• [Task brief]:
Update the data below by replacing every occurrence of "rough mask" with "coarse mask". Leave everything else unchanged.

=====

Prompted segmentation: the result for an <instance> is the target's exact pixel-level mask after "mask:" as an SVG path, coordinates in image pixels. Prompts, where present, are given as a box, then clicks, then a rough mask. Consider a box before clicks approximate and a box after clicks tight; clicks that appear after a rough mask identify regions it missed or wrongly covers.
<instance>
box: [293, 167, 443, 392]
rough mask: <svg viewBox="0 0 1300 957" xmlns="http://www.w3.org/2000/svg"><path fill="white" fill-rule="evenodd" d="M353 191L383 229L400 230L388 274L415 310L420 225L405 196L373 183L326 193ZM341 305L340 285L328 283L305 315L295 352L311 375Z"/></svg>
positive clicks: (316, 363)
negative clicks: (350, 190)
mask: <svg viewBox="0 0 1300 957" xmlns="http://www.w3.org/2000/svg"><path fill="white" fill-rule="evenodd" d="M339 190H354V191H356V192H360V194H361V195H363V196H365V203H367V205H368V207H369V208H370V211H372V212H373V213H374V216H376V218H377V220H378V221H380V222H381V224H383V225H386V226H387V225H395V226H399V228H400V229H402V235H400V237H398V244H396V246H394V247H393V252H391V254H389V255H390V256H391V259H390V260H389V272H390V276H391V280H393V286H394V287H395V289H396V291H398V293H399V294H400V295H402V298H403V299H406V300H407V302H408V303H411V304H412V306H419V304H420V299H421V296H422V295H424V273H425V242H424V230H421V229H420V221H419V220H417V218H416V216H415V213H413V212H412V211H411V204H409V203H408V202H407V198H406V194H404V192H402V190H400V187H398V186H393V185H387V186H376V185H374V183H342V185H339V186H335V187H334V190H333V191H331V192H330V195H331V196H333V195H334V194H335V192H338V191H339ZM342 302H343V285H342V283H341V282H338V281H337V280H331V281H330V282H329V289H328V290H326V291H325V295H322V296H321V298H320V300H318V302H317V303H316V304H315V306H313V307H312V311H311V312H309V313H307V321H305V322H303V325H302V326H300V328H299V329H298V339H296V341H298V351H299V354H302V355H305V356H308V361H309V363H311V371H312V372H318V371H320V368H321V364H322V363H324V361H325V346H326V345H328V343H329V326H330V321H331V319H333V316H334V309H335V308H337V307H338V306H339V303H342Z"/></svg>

=====

• [Answer to this task]:
Prompted segmentation: the result for an <instance> is the target's exact pixel-level mask after "mask:" as an SVG path, coordinates in image pixels. Prompts, where present, are given as a box, then clicks, then a coarse mask. Consider a box before clicks approximate and a box after clicks tight; clicks that appear after a coarse mask identify regions it missed or wrongly covers.
<instance>
box: [293, 167, 443, 392]
coarse mask: <svg viewBox="0 0 1300 957" xmlns="http://www.w3.org/2000/svg"><path fill="white" fill-rule="evenodd" d="M353 191L383 229L400 230L388 274L415 310L420 225L405 196L373 183L326 193ZM341 305L340 285L328 283L305 315L295 352L311 375Z"/></svg>
positive clicks: (316, 363)
negative clicks: (350, 190)
mask: <svg viewBox="0 0 1300 957" xmlns="http://www.w3.org/2000/svg"><path fill="white" fill-rule="evenodd" d="M339 190H354V191H356V192H360V194H361V195H363V196H365V203H367V205H368V207H369V208H370V211H372V212H373V213H374V216H376V218H377V220H378V221H380V222H381V224H383V225H386V226H387V225H395V226H399V228H400V229H402V235H400V237H398V244H396V246H394V247H393V252H391V254H389V255H390V256H391V259H390V260H389V272H390V276H391V280H393V286H394V287H395V289H396V291H398V293H399V294H400V295H402V298H403V299H406V300H407V302H408V303H411V304H412V306H419V304H420V299H421V296H422V295H424V273H425V242H424V230H421V229H420V221H419V220H417V218H416V216H415V213H413V212H412V211H411V204H409V203H408V202H407V198H406V194H404V192H402V190H400V187H398V186H393V185H387V186H376V185H374V183H342V185H339V186H335V187H334V190H333V191H331V192H330V195H331V196H333V195H334V194H335V192H338V191H339ZM342 302H343V285H342V283H341V282H338V281H337V280H331V281H330V282H329V289H328V290H326V291H325V295H322V296H321V298H320V300H318V302H317V303H316V304H315V306H313V307H312V311H311V312H309V313H307V321H305V322H303V325H302V326H300V328H299V329H298V339H296V341H298V351H299V354H302V355H305V356H308V361H309V363H311V371H312V372H318V371H320V368H321V364H322V363H324V361H325V346H326V345H328V343H329V326H330V321H331V319H333V316H334V309H335V308H337V307H338V306H339V303H342Z"/></svg>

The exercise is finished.